## TASK DIRECTIONS
Find each line in the items below that contains the string "beetle", matching case, and copy those lines.

## DATA ROWS
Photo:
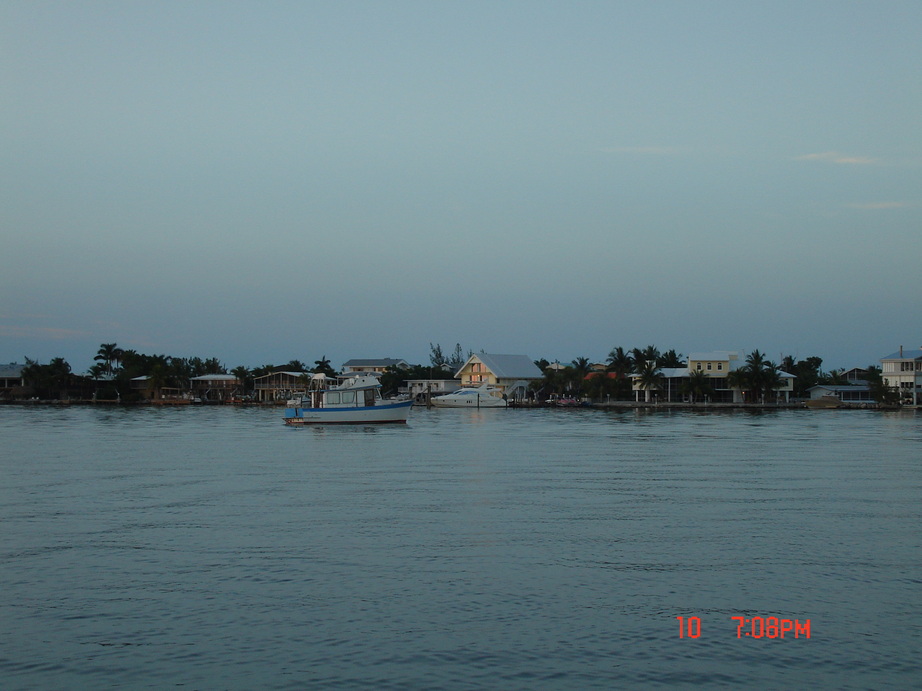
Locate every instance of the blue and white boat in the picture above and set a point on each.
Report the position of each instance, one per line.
(353, 399)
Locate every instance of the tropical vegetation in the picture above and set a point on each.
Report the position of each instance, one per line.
(757, 379)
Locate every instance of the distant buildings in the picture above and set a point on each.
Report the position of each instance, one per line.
(10, 378)
(511, 374)
(378, 366)
(717, 367)
(902, 371)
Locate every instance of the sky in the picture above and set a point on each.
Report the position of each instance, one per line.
(267, 181)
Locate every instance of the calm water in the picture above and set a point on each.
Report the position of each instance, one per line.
(215, 548)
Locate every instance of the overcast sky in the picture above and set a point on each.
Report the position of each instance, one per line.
(263, 181)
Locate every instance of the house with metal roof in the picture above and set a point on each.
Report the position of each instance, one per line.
(902, 371)
(847, 393)
(11, 378)
(379, 365)
(511, 374)
(214, 387)
(716, 366)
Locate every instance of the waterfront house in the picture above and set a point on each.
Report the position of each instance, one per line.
(847, 393)
(214, 387)
(11, 378)
(510, 374)
(716, 366)
(378, 366)
(280, 386)
(902, 371)
(419, 388)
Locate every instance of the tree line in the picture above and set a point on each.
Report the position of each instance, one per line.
(758, 378)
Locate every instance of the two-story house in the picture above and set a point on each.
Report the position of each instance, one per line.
(902, 371)
(511, 374)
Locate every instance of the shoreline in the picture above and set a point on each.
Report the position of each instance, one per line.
(609, 405)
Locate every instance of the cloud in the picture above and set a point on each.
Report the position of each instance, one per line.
(871, 206)
(41, 332)
(841, 159)
(646, 150)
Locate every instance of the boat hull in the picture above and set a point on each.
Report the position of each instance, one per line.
(486, 401)
(365, 415)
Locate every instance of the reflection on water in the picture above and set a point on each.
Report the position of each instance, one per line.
(546, 549)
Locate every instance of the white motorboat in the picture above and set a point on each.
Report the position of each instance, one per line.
(355, 399)
(483, 396)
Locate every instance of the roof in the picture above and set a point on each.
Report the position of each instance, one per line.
(380, 362)
(715, 355)
(839, 388)
(905, 355)
(290, 374)
(506, 366)
(11, 370)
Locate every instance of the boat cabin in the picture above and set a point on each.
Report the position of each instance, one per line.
(363, 390)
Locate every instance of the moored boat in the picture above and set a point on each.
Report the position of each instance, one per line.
(483, 396)
(823, 402)
(355, 399)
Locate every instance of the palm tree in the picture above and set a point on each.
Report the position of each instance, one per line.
(107, 354)
(698, 384)
(244, 377)
(639, 356)
(650, 378)
(620, 363)
(322, 366)
(739, 379)
(671, 359)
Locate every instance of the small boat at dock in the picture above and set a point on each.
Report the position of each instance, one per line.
(354, 399)
(483, 396)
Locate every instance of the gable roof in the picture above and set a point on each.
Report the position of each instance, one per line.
(506, 366)
(11, 371)
(904, 355)
(379, 362)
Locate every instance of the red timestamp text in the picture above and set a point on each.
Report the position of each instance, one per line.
(751, 627)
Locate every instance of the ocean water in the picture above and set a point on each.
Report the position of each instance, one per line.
(216, 548)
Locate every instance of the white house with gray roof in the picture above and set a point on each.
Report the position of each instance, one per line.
(511, 374)
(902, 371)
(378, 365)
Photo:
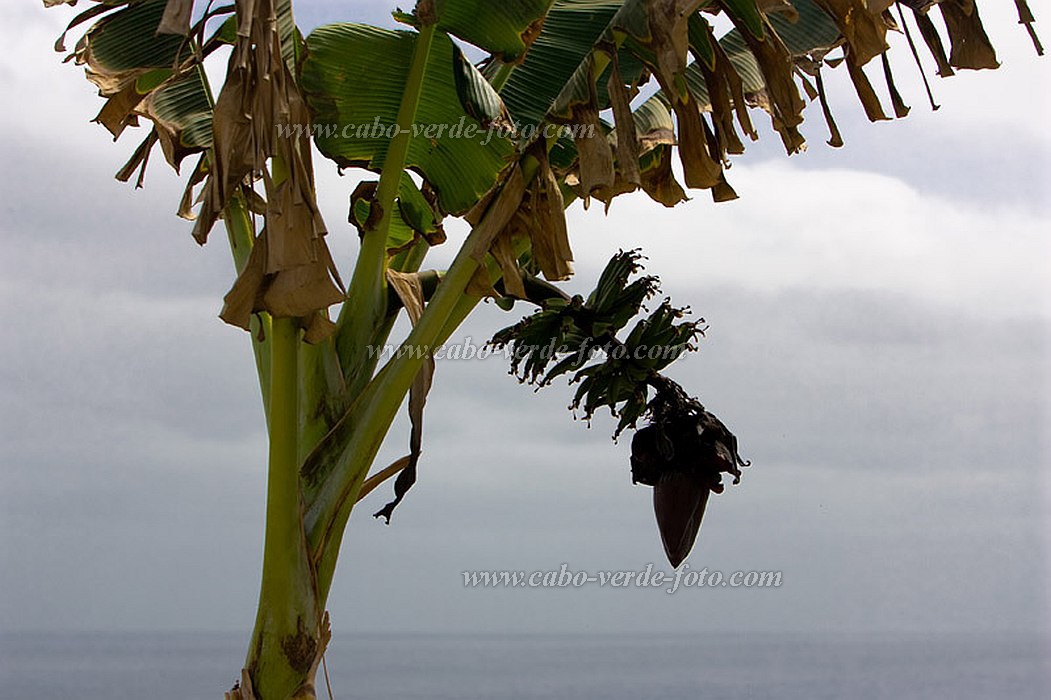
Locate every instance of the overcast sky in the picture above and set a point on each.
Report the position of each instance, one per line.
(879, 342)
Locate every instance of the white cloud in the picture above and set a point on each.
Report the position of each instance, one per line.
(836, 229)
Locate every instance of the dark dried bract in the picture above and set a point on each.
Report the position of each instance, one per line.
(682, 453)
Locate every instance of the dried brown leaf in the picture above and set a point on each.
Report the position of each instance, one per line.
(862, 25)
(627, 142)
(410, 290)
(659, 182)
(969, 44)
(177, 17)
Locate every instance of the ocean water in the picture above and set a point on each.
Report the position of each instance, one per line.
(634, 666)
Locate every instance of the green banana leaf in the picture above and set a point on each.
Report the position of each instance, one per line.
(355, 99)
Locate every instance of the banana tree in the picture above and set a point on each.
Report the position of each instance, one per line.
(571, 100)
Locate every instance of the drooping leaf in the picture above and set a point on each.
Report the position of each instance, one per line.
(358, 97)
(506, 28)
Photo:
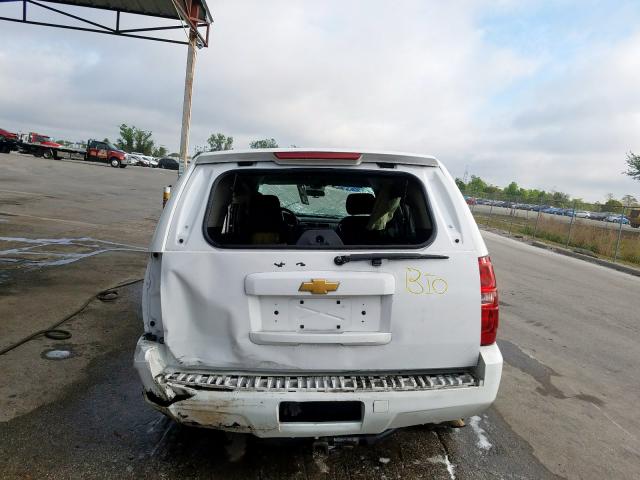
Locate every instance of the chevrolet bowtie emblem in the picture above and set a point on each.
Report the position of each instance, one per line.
(319, 286)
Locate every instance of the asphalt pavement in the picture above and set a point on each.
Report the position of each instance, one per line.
(569, 333)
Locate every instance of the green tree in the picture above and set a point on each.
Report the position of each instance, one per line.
(633, 166)
(512, 190)
(612, 205)
(143, 141)
(160, 152)
(133, 139)
(560, 198)
(126, 140)
(218, 142)
(265, 143)
(476, 185)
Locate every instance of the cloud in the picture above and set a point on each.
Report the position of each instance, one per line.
(430, 77)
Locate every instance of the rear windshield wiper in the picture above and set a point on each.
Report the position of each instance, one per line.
(376, 258)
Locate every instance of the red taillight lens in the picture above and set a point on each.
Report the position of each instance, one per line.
(489, 302)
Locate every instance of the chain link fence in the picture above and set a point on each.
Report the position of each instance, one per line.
(591, 229)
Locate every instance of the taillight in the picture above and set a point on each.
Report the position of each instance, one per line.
(489, 301)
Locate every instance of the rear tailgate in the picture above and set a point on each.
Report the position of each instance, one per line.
(296, 310)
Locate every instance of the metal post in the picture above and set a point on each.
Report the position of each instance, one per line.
(490, 211)
(615, 255)
(535, 229)
(573, 215)
(513, 214)
(186, 106)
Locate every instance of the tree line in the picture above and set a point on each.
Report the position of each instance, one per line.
(478, 187)
(218, 142)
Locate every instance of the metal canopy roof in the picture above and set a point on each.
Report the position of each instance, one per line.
(190, 14)
(155, 8)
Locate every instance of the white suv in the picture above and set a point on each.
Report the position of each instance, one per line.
(295, 293)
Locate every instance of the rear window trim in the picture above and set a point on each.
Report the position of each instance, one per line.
(386, 173)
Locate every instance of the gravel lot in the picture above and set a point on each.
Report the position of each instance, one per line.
(569, 334)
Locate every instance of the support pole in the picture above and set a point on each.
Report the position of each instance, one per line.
(186, 106)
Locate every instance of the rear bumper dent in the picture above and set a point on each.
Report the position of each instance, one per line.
(256, 412)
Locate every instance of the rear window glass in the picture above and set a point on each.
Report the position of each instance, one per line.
(298, 208)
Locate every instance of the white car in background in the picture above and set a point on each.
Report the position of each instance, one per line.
(294, 293)
(145, 160)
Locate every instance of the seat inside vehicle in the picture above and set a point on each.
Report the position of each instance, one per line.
(319, 208)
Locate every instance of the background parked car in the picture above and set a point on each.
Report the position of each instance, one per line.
(599, 215)
(168, 163)
(145, 160)
(617, 219)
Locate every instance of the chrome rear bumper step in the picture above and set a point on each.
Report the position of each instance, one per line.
(325, 383)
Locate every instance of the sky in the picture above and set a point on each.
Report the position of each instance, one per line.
(544, 93)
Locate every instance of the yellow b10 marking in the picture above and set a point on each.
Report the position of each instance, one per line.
(420, 283)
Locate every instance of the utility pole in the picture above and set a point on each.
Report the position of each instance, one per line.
(186, 105)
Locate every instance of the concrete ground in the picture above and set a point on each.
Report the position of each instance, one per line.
(569, 333)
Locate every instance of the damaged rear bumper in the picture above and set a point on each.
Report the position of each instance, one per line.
(251, 403)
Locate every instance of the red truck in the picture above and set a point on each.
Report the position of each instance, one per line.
(105, 152)
(42, 146)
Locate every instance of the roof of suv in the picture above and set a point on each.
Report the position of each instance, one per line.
(315, 156)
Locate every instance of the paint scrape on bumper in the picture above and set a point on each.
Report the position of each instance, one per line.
(257, 411)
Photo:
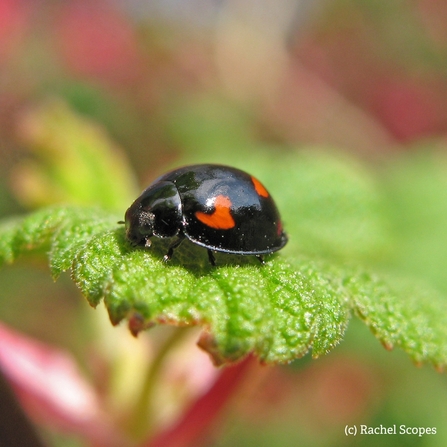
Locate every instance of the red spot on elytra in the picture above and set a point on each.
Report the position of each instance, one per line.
(221, 218)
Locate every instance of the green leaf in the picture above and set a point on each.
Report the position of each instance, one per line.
(75, 162)
(279, 311)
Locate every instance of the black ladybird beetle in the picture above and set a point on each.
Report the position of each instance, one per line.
(218, 207)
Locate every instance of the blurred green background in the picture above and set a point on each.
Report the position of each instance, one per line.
(172, 81)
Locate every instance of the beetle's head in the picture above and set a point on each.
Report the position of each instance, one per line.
(139, 225)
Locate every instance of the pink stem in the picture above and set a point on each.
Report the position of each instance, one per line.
(196, 421)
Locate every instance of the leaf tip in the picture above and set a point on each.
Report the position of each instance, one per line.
(137, 323)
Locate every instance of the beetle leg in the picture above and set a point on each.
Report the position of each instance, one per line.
(211, 258)
(171, 248)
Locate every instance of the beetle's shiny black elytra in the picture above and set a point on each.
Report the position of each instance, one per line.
(217, 207)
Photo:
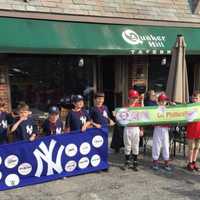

## FINISHED ANSWER
Locate every instance of the black ladybird beetle in the picture above and set a point on each.
Locate every instance of the beetle's head in the picture above and set a point on each.
Locate every instance of the beetle leg in the picture above and set a point on each.
Locate every instance of the beetle's shiny black elytra in the picture above and set a point on each.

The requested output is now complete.